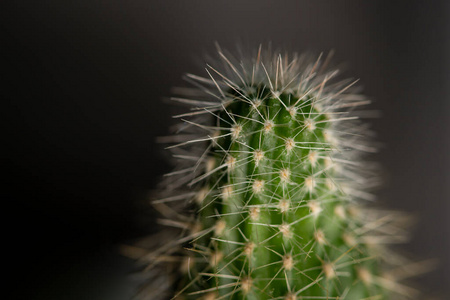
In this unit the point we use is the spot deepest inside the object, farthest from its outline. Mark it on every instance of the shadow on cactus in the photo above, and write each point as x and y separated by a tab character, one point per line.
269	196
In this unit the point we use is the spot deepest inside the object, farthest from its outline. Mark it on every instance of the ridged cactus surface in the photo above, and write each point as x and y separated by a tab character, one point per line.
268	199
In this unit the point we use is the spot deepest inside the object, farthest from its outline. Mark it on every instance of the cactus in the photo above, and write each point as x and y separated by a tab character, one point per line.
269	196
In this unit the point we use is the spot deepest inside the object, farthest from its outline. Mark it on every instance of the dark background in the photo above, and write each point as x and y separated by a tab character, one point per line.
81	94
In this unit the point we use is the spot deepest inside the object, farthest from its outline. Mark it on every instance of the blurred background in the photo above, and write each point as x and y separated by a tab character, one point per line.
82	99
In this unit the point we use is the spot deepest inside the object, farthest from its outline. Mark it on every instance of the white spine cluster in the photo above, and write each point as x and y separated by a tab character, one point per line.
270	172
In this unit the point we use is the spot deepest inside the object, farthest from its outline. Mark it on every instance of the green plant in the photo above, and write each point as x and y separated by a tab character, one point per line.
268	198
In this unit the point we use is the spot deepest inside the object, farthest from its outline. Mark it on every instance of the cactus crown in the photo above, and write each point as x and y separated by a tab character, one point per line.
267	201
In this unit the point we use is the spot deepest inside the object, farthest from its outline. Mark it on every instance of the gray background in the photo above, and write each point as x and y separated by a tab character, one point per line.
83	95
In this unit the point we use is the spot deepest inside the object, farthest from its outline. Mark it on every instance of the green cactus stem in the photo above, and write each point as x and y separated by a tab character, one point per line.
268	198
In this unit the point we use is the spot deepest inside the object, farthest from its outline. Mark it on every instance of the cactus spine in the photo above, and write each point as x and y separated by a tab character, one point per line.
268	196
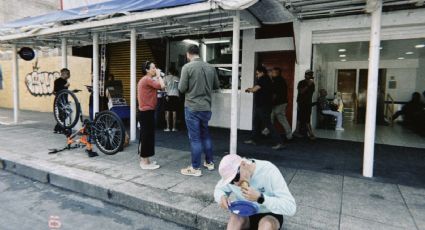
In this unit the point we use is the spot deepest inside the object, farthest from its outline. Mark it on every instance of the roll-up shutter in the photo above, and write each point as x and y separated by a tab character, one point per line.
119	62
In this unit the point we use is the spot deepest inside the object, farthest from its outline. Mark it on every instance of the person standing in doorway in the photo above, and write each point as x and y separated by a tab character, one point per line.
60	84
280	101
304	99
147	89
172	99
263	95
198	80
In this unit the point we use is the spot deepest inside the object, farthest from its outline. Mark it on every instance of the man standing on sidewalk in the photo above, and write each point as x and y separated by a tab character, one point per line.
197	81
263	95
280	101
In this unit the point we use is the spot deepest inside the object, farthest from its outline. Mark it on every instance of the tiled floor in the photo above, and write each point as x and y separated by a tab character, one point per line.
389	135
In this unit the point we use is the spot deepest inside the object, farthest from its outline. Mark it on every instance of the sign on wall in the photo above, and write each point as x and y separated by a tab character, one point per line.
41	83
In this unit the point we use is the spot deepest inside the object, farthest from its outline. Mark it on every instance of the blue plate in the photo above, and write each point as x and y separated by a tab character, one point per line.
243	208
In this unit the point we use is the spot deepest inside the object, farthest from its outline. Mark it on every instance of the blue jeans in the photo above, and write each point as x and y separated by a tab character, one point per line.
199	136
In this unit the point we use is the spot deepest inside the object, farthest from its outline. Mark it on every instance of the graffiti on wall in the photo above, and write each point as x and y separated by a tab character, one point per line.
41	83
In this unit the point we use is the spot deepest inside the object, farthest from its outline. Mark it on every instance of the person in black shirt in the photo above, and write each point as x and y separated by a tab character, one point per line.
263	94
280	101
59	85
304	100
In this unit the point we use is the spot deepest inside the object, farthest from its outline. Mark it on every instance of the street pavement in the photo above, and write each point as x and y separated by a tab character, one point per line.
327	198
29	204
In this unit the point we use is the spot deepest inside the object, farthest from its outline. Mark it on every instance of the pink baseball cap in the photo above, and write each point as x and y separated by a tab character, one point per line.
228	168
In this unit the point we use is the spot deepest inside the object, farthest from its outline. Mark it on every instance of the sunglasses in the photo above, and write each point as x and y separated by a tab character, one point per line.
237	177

____________________

* [What is expected] Write out all the items again, switching each "farthest from its outline" to "furthest from its edge" and changing nothing else. Omit the pictures.

* [Result of this task]
In this unit the point we use is the spot deepest inside the object, furthest from its edge. Mark it on every instance of the shadow on cactus in the photo above, and write each point as x and y separated by a tab character, one point per line.
269	196
In this unit the point we use is the spot deepest inside the object, furthest from its edge. Mark it on every instance of the ridged cactus surface in the photo above, and write each point as x and y separated by a tab character, one point per line.
268	199
In this unit the point we use is the spot deepest inside the object, furthest from its edge. Mark it on every instance of the cactus in the photo above, and write each point as x and y separated by a tab character, one point per line.
269	196
In this unit the point we use is the spot deepest inside the object, furthest from its edge. Mark it on every instance of the dark background in the photo above, and write each point as x and y separated by a tab character, one point per line.
81	94
In this unit the point we use is the spot deepest inside the object, furthest from its edge. Mark it on every instance of the blurred background in the photo above, and write each point as x and y separated by a tab character, one point per line.
82	99
In this unit the point we use is the spot deepest inside the object, furthest from its edge. Mark it on every instance of the white spine cluster in the photo above, and write each point as x and y separated by a tab character, one point per line.
270	172
In this unit the point we use is the spot deepest inside the object, furthest from its edge. Mark it on every instance of the green plant in the photo above, and write each point as x and y separated by a tab character, one point per line.
268	198
In this unit the point we use is the spot deepest inside the object, furthest from its edge. Mark it on every instance of the cactus crown in the photo above, and write each point as x and y separated by a tab character, one point per line.
267	201
In this unit the point we use is the spot deepest inside the object, furthest from its edge. Mark it on every instance of the gray background in the photo above, and write each point as x and y separated by a tab character, one point per line.
83	95
In this unit the point we use is the spot deepest inside the object, furthest from its edge. Mark it on every instance of the green cactus stem in the photo above, and write each point as x and y separated by a tab character, one point per line.
268	198
In this unit the point we use is the spot deepest inside the object, furthest from its edge. Mark it on every instance of the cactus spine in the photo above, and write each point as x and y separated by a tab character, one point per line.
268	196
In this unit the point we use is the spot deepest inside the object, furthest from its edge. Mark it on every instance of the roll-up shutter in the photo above, and write each point as x and y separated by a tab character, one point per line.
119	62
In this unit the point we use is the spot deepest inside the object, furthest from its edge. Mark it on every instance of the person standing in doorway in the photo above, and write each point as x and y separated by a tab character, one point per line.
60	84
280	101
304	99
147	89
172	99
263	95
198	80
In this unit the point we use is the spot deepest inside the object, furthest from its edge. Mark it on every instance of the man standing on sidewalk in the photo above, and write each point as x and y separated by a tab character, one point per line.
197	81
263	95
280	101
In this unit the point we use is the spot deepest inside the object, furthest from its edge. Mark it on every instance of the tiled floor in the photo above, and write each point as x and y separated by a tab character, one point per line.
389	135
In this unit the point we use is the spot deepest inside the object, furthest from its edge. Mark it on every instance of the sign on wall in the photo above, and write each point as x and y separated by a tab character, one point per line.
41	83
In this unit the point we use is the spot deepest inside the object, furthest from its edge. Mark it on every instance of the blue plate in the photo above, and write each point as x and y separated by a tab character, one point per line.
243	208
In this unit the point we use is the spot deepest inside the object, furthest from its edge. Mark it on every instance of the blue jeans in the photo above, and write each point as x and y separated by a tab character, one point per line.
199	136
In this unit the point we use is the spot deepest inside the object, furthest from its edge. Mark it on every instance of the graffiti on wall in the photo above, and write each point as x and y separated by a tab character, one point per line.
41	83
In this unit the point we use is the spot deepest inside the object, furthest from its edge. Mark it on every instance of the person in black shirt in the photo above, and write each point as x and y separated by a tab character, one point per line.
263	94
280	101
59	85
304	100
In this unit the point we use is the spot deepest inside the object, furthest from its edge. Mark it on every instance of the street pavement in the photo above, and write each point as x and y separated by a tab character, one point per line.
327	198
29	204
In this unit the point we use is the spot deepest inside the object, furthest from its edge. Mark it on every instance of the pink baseball cap in the photo above, and write each point as x and y separated by a tab character, one point per line.
228	168
In this unit the point we use is the spot deepest inside the object, furthest from its edge. Mark it on every instance of the sunglasses in the photo above, and write each point as x and y separated by a tab character, one point per line.
237	177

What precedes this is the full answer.